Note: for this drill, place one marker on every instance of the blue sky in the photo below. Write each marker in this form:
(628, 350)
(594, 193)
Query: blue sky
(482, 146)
__________________________________________________
- _Exercise details_
Set down the data once more, word for word.

- _Problem solution_
Note: for this drill, place one marker on every instance of the blue sky in the photo below. Write each marker in this form:
(628, 350)
(594, 193)
Query: blue sky
(482, 146)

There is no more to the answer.